→ **Task brief**:
Show each line of the rows below that contains the word "dark", copied in full.

···

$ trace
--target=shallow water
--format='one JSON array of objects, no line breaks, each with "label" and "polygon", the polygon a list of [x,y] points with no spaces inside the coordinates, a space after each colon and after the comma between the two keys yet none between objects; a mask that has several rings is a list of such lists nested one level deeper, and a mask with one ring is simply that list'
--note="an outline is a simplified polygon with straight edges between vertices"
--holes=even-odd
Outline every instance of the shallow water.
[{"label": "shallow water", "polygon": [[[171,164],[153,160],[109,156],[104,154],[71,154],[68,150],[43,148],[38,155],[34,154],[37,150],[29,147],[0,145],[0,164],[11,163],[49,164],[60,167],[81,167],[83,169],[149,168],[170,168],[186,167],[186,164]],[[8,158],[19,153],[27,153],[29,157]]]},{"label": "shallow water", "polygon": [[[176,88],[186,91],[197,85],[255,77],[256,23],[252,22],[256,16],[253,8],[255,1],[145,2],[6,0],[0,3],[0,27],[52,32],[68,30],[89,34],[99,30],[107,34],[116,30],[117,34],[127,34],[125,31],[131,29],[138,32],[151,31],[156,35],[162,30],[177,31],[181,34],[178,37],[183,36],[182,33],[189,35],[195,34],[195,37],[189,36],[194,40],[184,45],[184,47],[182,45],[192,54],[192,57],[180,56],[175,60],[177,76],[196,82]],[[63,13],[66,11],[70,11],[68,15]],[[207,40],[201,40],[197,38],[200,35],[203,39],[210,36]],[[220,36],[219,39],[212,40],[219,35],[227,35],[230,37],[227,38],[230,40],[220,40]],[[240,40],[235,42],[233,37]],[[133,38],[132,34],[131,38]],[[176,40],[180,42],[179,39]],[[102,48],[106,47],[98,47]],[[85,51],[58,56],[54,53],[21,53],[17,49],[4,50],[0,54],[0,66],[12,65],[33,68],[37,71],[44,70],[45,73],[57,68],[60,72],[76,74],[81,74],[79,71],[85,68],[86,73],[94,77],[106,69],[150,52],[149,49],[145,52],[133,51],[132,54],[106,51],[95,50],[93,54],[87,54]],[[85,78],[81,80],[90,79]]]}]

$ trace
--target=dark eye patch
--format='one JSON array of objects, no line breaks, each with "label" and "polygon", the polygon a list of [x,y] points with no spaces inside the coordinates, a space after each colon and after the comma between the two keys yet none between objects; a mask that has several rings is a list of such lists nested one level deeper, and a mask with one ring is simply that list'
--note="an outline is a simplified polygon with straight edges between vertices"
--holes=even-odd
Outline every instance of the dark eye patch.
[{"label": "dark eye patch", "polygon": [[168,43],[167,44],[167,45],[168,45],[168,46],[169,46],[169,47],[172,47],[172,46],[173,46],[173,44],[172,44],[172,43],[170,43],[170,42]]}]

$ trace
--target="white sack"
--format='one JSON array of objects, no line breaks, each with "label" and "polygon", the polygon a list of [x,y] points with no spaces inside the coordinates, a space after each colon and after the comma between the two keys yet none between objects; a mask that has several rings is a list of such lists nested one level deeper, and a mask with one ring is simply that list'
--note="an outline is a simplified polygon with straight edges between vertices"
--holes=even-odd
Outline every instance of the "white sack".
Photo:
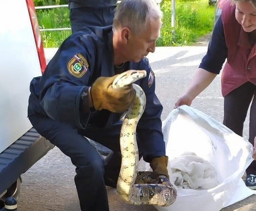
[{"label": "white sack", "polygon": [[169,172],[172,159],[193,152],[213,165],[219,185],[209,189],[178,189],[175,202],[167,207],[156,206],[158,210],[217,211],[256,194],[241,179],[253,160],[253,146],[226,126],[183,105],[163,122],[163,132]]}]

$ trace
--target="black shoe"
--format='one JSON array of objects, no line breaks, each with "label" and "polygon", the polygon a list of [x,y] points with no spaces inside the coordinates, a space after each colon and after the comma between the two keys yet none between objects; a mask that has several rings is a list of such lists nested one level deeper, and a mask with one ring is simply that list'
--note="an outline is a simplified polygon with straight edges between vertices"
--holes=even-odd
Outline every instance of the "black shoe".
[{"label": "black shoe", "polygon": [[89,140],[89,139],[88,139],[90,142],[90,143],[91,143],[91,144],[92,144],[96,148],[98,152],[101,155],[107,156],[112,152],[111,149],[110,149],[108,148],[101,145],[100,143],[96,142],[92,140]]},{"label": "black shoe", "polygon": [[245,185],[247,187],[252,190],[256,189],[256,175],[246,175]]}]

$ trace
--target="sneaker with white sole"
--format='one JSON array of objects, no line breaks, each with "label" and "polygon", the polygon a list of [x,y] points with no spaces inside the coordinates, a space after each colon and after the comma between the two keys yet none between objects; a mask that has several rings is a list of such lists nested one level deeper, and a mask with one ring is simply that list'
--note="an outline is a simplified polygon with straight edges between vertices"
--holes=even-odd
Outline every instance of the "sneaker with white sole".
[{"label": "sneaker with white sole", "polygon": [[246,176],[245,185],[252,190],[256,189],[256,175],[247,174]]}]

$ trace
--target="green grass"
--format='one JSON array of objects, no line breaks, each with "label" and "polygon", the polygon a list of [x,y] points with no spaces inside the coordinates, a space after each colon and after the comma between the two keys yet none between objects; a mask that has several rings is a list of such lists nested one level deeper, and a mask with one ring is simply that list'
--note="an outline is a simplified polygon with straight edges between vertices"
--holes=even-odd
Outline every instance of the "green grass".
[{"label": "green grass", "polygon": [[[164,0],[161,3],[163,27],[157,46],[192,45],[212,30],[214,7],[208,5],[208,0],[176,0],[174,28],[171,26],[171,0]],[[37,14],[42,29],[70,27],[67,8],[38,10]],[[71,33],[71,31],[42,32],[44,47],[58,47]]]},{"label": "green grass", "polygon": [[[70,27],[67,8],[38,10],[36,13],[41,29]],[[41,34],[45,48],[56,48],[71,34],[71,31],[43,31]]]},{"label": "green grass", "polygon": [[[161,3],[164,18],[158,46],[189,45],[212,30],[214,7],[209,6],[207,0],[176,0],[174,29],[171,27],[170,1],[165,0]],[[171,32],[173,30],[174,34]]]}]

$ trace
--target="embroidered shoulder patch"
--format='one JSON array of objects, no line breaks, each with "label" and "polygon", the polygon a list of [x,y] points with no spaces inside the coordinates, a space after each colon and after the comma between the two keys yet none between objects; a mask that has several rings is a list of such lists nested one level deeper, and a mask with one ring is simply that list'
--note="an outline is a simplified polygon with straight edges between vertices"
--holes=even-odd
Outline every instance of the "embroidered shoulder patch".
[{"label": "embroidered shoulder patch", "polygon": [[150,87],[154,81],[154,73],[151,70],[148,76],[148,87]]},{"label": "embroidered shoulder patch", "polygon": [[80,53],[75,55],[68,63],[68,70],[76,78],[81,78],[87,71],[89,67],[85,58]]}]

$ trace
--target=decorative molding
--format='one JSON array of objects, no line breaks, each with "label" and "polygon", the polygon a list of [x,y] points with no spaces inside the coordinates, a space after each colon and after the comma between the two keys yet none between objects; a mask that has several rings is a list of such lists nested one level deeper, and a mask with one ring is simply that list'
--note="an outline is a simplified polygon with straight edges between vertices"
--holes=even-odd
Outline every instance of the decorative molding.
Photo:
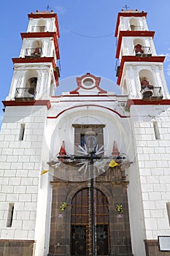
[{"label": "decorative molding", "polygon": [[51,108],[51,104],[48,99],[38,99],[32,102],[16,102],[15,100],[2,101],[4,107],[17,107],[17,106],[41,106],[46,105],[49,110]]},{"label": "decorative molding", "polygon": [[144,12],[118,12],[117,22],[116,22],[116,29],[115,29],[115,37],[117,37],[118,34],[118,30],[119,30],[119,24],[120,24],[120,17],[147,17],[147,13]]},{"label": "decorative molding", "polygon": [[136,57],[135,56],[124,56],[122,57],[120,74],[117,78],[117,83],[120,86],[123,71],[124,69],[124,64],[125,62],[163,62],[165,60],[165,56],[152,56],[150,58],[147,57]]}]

···

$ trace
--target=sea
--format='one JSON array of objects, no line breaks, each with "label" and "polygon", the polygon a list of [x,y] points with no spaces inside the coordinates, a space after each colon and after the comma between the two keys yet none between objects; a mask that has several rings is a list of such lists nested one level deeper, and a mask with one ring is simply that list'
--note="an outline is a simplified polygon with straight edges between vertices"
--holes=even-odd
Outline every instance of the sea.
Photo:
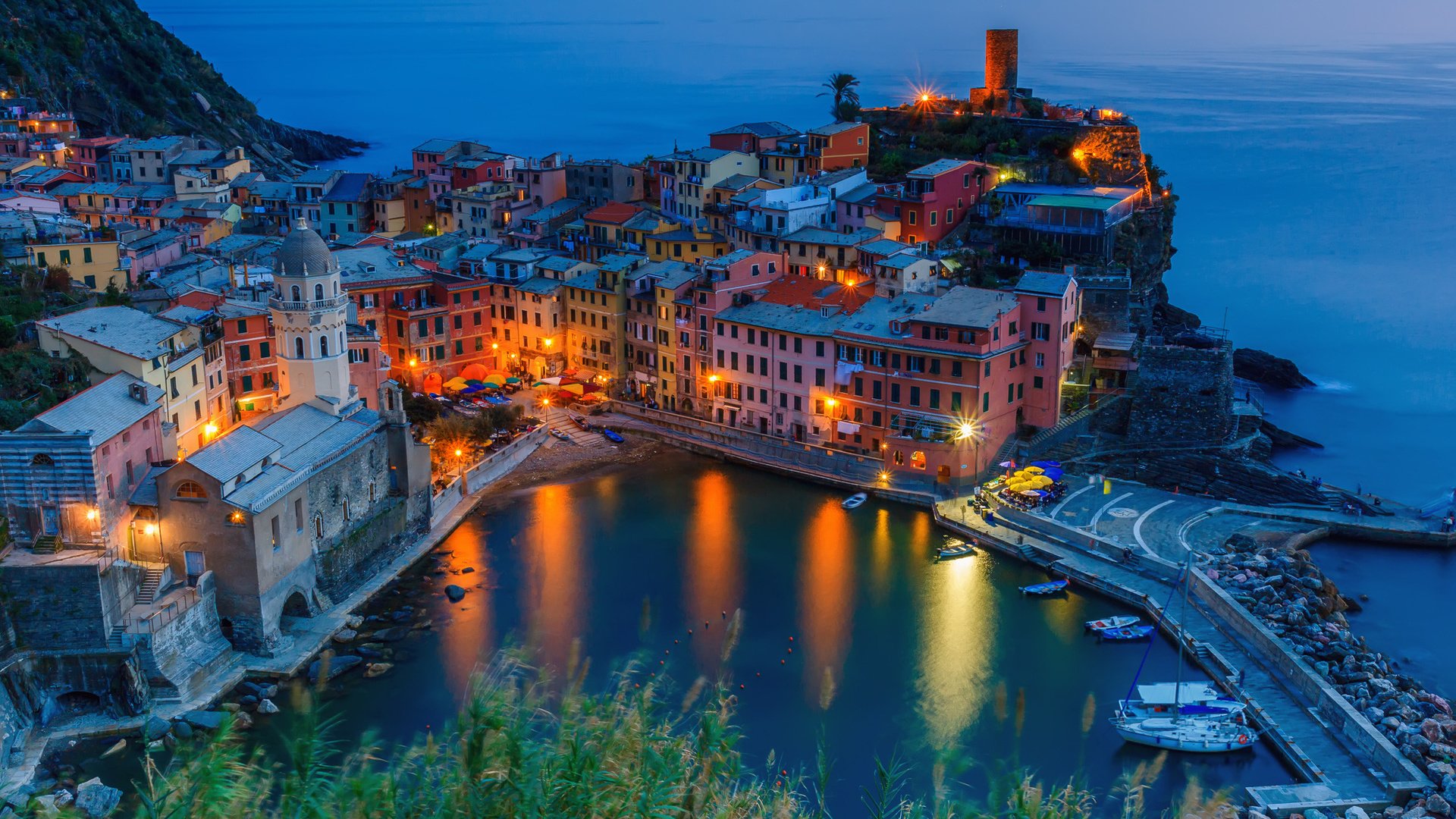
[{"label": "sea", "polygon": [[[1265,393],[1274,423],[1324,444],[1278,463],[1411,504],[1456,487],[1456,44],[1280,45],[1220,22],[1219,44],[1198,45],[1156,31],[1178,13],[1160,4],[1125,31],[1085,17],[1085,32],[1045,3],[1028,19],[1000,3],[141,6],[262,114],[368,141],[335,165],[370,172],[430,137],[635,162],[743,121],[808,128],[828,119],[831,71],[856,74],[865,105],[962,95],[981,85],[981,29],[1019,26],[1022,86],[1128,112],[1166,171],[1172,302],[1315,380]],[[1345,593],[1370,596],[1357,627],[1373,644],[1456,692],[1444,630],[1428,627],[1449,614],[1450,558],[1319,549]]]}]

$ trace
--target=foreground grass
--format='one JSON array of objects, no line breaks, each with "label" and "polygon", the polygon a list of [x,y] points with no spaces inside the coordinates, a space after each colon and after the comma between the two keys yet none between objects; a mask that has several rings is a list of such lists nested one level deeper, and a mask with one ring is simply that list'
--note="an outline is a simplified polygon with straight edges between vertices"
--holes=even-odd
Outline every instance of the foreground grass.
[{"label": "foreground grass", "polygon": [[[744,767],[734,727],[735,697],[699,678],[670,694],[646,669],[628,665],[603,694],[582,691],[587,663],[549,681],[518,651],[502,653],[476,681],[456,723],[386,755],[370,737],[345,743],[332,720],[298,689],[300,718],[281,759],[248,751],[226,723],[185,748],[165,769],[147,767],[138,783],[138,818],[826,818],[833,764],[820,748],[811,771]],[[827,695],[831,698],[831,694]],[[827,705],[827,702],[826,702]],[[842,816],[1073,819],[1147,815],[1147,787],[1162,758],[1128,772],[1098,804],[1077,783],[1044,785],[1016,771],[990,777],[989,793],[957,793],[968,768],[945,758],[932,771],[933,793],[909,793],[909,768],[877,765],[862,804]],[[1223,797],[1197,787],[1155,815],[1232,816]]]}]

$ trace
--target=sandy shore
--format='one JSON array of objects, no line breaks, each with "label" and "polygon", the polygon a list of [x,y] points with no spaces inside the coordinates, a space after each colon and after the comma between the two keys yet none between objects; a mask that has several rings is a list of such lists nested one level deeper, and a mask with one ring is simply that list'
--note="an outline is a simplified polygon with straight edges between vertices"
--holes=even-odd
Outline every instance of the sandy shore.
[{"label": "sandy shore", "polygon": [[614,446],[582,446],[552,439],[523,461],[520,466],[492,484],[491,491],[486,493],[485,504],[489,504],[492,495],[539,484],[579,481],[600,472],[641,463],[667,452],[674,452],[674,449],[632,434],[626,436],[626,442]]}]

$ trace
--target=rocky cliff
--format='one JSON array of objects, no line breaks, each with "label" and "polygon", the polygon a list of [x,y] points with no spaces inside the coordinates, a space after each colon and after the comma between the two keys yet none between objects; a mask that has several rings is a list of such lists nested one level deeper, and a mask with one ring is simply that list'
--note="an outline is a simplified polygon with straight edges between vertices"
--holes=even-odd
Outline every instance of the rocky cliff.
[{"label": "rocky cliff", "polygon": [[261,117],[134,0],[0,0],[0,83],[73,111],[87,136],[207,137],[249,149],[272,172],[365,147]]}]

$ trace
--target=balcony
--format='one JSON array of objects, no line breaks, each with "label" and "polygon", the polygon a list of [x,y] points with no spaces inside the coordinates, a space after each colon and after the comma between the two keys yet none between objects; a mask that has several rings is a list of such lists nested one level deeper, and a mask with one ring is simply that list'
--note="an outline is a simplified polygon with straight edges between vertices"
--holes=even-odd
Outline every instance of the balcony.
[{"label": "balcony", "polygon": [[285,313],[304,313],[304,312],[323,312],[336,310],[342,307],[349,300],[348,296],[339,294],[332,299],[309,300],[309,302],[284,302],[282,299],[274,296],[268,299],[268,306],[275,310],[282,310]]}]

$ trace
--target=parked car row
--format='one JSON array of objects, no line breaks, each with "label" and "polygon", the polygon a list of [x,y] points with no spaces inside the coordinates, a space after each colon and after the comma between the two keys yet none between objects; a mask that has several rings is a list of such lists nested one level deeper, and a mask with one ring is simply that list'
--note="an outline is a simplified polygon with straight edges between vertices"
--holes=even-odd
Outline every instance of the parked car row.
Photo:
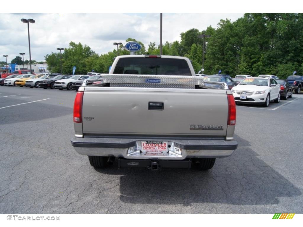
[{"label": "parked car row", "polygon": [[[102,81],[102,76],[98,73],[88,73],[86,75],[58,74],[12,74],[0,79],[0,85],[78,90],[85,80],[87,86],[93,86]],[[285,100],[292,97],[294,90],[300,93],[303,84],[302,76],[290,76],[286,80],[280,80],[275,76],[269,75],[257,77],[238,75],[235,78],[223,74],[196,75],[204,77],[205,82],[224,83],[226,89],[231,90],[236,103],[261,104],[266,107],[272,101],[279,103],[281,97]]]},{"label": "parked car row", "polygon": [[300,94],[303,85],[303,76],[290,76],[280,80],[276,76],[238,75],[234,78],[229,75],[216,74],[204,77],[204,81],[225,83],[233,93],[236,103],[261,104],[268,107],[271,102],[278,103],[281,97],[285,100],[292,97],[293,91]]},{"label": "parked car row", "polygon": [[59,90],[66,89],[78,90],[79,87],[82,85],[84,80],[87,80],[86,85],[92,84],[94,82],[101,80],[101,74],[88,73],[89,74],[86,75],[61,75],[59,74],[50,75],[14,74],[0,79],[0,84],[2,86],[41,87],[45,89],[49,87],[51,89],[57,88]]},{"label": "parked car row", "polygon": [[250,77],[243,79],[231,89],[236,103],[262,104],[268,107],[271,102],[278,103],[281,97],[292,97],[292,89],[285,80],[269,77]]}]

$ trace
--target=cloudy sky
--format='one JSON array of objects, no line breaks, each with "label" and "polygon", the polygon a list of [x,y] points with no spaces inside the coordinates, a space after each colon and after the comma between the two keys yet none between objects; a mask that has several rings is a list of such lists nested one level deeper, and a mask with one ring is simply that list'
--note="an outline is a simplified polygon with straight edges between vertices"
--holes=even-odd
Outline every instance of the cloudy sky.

···

→ **Task response**:
--target=dark eye patch
Outline every instance of the dark eye patch.
[{"label": "dark eye patch", "polygon": [[168,43],[167,44],[167,45],[168,45],[168,46],[169,46],[169,47],[172,47],[172,46],[173,46],[173,44],[172,44],[172,43],[170,43],[170,42]]}]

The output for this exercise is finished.